## What you are asked to do
Extract all of the data and reproduce it precisely.

## Materials provided

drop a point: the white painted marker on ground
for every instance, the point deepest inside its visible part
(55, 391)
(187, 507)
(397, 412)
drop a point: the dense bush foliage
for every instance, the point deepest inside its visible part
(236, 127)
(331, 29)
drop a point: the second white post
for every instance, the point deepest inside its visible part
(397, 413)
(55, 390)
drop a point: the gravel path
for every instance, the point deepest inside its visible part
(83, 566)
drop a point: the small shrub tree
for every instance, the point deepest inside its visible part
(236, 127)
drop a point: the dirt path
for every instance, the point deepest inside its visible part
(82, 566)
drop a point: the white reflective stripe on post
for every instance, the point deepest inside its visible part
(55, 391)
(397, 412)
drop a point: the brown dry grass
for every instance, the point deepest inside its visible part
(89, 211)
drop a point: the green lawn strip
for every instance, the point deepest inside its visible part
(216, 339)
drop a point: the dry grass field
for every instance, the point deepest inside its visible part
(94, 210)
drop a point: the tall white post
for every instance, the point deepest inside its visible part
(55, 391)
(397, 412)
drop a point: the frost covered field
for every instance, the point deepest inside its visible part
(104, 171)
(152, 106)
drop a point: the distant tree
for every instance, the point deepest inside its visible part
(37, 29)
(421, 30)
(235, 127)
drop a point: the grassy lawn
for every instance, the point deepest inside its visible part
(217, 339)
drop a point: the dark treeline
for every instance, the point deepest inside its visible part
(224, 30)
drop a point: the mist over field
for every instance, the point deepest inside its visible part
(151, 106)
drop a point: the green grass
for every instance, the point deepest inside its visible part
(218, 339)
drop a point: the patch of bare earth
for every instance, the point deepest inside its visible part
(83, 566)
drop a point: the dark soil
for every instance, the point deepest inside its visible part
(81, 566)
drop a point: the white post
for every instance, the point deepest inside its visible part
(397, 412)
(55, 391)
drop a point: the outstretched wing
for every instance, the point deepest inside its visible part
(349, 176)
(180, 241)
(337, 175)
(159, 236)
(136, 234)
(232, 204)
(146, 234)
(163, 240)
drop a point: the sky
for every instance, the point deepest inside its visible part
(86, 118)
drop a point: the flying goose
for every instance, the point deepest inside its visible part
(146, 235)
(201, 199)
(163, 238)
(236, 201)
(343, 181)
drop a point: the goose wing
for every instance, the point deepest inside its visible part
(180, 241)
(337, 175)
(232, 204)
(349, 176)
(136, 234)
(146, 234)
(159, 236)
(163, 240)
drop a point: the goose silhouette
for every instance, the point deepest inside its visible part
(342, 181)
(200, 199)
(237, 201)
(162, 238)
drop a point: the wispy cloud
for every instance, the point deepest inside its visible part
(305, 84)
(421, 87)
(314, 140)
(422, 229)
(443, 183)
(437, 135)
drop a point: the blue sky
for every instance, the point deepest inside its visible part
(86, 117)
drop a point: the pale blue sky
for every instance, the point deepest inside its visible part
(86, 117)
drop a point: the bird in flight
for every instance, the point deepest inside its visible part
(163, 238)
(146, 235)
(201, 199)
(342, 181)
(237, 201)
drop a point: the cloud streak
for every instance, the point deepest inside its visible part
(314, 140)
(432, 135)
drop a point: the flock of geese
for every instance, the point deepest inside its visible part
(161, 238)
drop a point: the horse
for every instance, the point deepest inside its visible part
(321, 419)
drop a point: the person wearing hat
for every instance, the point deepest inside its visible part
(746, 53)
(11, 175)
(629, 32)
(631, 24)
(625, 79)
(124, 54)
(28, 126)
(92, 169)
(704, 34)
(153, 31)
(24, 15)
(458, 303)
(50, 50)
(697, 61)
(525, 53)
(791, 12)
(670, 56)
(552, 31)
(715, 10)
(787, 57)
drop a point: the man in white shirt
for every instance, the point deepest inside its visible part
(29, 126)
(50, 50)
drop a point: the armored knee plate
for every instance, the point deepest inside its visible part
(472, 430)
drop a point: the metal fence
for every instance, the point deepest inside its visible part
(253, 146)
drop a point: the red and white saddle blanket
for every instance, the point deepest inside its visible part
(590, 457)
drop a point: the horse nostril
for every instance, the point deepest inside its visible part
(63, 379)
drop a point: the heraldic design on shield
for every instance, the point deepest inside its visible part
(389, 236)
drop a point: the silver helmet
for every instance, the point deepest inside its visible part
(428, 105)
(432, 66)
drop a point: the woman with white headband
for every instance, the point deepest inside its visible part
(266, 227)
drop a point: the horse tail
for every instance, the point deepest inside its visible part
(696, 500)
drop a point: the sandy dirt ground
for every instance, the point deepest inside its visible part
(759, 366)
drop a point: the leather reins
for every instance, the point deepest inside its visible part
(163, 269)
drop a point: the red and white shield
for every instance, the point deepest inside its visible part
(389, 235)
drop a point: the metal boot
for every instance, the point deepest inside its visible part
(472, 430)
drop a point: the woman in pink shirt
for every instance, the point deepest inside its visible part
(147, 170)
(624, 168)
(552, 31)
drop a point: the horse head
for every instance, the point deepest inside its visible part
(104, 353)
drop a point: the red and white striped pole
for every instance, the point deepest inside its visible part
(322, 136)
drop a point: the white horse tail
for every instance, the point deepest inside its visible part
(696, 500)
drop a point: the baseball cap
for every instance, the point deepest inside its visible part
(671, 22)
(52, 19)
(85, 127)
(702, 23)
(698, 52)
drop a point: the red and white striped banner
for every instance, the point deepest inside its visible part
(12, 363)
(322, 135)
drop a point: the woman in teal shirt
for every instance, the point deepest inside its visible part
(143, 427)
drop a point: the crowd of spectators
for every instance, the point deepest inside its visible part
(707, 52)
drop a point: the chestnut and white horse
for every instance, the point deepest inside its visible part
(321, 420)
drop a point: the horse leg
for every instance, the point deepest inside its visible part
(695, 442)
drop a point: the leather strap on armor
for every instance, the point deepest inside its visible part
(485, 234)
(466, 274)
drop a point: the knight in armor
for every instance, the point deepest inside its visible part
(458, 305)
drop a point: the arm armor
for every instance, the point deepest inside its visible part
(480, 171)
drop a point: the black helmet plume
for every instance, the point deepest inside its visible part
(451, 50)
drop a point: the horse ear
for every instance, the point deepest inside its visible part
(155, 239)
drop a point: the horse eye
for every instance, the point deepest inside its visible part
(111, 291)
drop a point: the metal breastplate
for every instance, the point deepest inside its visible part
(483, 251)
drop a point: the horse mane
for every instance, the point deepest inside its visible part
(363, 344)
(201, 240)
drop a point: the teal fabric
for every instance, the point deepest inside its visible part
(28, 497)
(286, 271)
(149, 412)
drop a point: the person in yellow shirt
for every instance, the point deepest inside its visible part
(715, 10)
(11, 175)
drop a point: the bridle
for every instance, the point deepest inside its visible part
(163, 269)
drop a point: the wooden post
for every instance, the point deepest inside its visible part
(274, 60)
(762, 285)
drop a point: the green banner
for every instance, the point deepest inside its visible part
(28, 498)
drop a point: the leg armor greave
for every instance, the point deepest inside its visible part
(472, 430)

## Complete response
drop a point: the white painted marker on ground
for every instance, the point deepest inside its visible part
(55, 391)
(187, 507)
(397, 412)
drop a point: the dense bush foliage
for every instance, the point deepest inside its visible part
(236, 127)
(331, 29)
drop a point: the second white post
for every instance, the point deepest inside its visible part
(397, 413)
(55, 390)
drop a point: the gravel path
for every instance, the point deepest inside its visible part
(83, 566)
drop a point: the small shrub tree
for every instance, the point deepest inside its visible part
(236, 127)
drop a point: the dirt path
for every instance, the point deepest inside its visible part
(82, 566)
drop a point: the white reflective stripe on post
for every instance, the point deepest inside its visible part
(55, 391)
(397, 412)
drop a point: the brown dry grass
for every instance, the point deepest inside its visible part
(89, 211)
drop a point: the green lawn strip
for every instance, the point deepest inside its visible part
(216, 339)
drop a point: the dry grass field
for every instance, the point deepest inside its visible part
(94, 210)
drop a point: the tall white post
for every instance, the point deepest inside its visible part
(55, 391)
(397, 412)
drop a point: the frost covered field
for every instance, the point deepest inside its visible part
(104, 171)
(152, 106)
drop a point: the distant tree
for every instance, the point deepest inside its visible part
(37, 29)
(421, 30)
(235, 127)
drop a point: the grassy lawn
for every instance, the point deepest inside its visible part
(217, 339)
drop a point: the dark treeline
for every instance, the point deepest inside its visible part
(224, 30)
drop a point: the mist over field
for every instance, the point deepest inside its visible part
(151, 106)
drop a point: the green grass
for every instance, the point deepest inside its visible part
(218, 339)
drop a point: the patch of bare earth
for every instance, the point deepest inside its visible part
(83, 566)
drop a point: the dark soil
for every instance, the point deepest inside its visible part
(81, 566)
drop a point: the white post
for every instance, the point deepest inside its visible part
(397, 412)
(55, 391)
drop a point: the outstretched wing
for every instance, the point deepest inside its visible part
(349, 176)
(180, 241)
(337, 175)
(159, 236)
(136, 234)
(232, 204)
(146, 234)
(163, 240)
drop a point: the sky
for every instance, the point deepest inside its visible part
(86, 118)
drop a point: the flying goose
for every instance, the point deepest inside its visible part
(146, 235)
(201, 199)
(163, 238)
(236, 201)
(343, 181)
drop a point: the goose wing
for every instance, the point deepest inside its visible part
(180, 241)
(337, 175)
(232, 204)
(349, 176)
(136, 234)
(146, 234)
(159, 236)
(163, 240)
drop a point: the goose silhouette
for every instance, the point deepest inside its visible part
(342, 181)
(200, 199)
(237, 201)
(162, 238)
drop a point: the wispy cloud
for every instance, the point deepest inside its visible part
(305, 84)
(421, 87)
(314, 140)
(422, 229)
(443, 183)
(437, 135)
drop a point: the blue sky
for every instance, the point deepest inside its visible part
(86, 117)
drop a point: the pale blue sky
for every instance, the point deepest inside its visible part
(86, 117)
drop a point: the bird in flight
for every instance, the point deepest inside its visible part
(163, 238)
(146, 235)
(201, 199)
(342, 181)
(237, 201)
drop a point: the cloud streak
for every instance, the point deepest inside its visible part
(314, 140)
(432, 135)
drop a point: the flock of geese
for every instance, the point deepest inside its visible part
(161, 238)
drop a point: the horse
for every instance, the point deepest inside its visible part
(321, 419)
drop a point: the person wearing hat
for every instance, the point deepest inside its visible part
(746, 53)
(11, 175)
(629, 32)
(631, 24)
(625, 79)
(124, 54)
(28, 126)
(92, 169)
(704, 34)
(153, 31)
(24, 15)
(458, 303)
(50, 50)
(697, 61)
(525, 53)
(791, 12)
(670, 56)
(552, 31)
(715, 10)
(787, 57)
drop a point: the man in white shirt
for every instance, the point deepest inside its visible part
(29, 126)
(50, 50)
drop a point: the armored knee plate
for every instance, the point deepest inside its visible part
(472, 430)
drop a point: the metal fence
for every instance, the point deepest inside its visible part
(253, 146)
drop a point: the red and white saddle blanket
for every instance, the point deepest inside its visible part
(590, 457)
drop a point: the horse nostril
for every instance, the point deepest inside its visible part
(63, 379)
drop a point: the heraldic design on shield
for every instance, the point deepest inside its visible part
(389, 236)
drop a point: the silver helmet
for every instance, the point deepest inside its visible part
(428, 105)
(432, 66)
drop a point: the woman with white headband
for every instance, the point deepest inside its visible part
(266, 227)
drop a point: the horse tail
for every instance, the point deepest inside its visible part
(696, 500)
drop a point: the sandy dirt ground
for every instance, the point deepest inside its visible part
(759, 366)
drop a point: the leather reins
for every instance, the point deepest inside its visible part
(163, 269)
drop a point: the red and white shield
for every instance, the point deepest inside its visible part
(389, 235)
drop a point: the metal boot
for every instance, the point deepest inside its visible part
(472, 430)
drop a point: the woman in pink shirt
for every instance, the point deepest inside its visible part
(147, 170)
(624, 168)
(552, 31)
drop a point: the horse head
for every instance, the point deepest inside its visible part
(104, 353)
drop a point: the red and white striped pole
for every instance, the point deepest inside its visible part
(322, 136)
drop a point: the white horse tail
for every instance, the point deepest inside its visible part
(696, 500)
drop a point: the baseball cap
for every instance, the point deepest inside its visible part
(671, 22)
(52, 19)
(85, 127)
(702, 23)
(698, 52)
drop a point: the red and white striped banner
for every instance, the point deepest inside its visible part
(12, 363)
(322, 135)
drop a point: the woman in teal shirt
for every instance, the point deepest inside its visible part
(143, 427)
drop a point: the crowd of spectators
for every instance, the point deepest inside its visible part
(707, 52)
drop a point: the chestnut and white horse
for every instance, the point deepest inside its visible part
(321, 420)
drop a point: the horse leg
for every instance, the point deepest inside its visible part
(695, 442)
drop a point: the leather strap on armor
for every instance, the point deepest inside its visible part
(485, 234)
(466, 274)
drop a point: the knight in armor
for every instance, the point deepest inside its visible part
(458, 305)
drop a point: the arm armor
for every instance, the point deepest inside its visible part
(480, 171)
drop a point: the black helmet plume
for every instance, the point deepest inside its visible part
(451, 50)
drop a point: the horse ear
for every instance, the point deepest inside its visible part
(155, 239)
drop a point: the horse eye
for every instance, the point deepest inside its visible part
(111, 291)
drop a point: the metal breastplate
for every instance, the point deepest inside its visible part
(483, 251)
drop a point: the horse mane
for every instance, the point deepest inside its visible part
(363, 344)
(201, 240)
drop a point: the teal fabric
for every instance, the point deepest inside its visible part
(28, 497)
(286, 271)
(149, 412)
drop a point: the person in yellow shirt
for every instance, the point deepest inside its visible part
(715, 10)
(11, 175)
drop a point: the bridle
for every instance, the point deepest inside its visible part
(163, 269)
drop a point: the wooden post
for every instance, the point deepest inside its visible part
(274, 60)
(762, 285)
drop a point: the green banner
for every instance, the point deepest inside its visible part
(28, 498)
drop a point: the leg armor greave
for every instance, the point deepest inside its visible part
(472, 430)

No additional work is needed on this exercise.